=== DATASET RECORDS ===

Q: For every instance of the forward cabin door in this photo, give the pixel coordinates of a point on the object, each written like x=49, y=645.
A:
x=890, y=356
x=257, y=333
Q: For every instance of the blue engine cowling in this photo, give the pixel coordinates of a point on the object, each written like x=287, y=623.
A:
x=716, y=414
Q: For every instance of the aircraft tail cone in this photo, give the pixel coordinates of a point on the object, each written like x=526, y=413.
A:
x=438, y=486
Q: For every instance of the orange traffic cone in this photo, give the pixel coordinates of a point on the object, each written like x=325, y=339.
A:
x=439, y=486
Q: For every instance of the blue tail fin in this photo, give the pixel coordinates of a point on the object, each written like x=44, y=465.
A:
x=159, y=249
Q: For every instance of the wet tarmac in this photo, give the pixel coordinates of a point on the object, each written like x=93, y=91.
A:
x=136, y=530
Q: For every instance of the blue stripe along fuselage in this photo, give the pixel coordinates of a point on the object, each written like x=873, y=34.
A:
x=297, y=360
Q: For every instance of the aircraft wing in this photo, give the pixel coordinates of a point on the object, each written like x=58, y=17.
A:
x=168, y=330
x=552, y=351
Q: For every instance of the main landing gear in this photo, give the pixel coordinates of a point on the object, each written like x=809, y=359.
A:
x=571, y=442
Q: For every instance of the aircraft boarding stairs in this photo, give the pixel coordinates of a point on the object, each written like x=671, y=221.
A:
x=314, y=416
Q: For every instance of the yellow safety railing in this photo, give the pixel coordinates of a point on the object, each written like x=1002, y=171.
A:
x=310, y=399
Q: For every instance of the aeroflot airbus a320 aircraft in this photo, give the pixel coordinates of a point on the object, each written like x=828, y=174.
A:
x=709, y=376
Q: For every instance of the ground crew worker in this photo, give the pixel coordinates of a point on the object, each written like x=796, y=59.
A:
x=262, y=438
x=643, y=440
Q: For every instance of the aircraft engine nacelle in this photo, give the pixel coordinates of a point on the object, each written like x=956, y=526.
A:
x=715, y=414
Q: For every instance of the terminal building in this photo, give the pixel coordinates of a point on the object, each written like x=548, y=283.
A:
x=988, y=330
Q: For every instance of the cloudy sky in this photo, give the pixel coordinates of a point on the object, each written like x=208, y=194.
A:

===

=== TASK STATEMENT ===
The answer should be only the number of lines in the data that contain the string "cone".

=== OUTPUT FOR THIS EXERCISE ===
2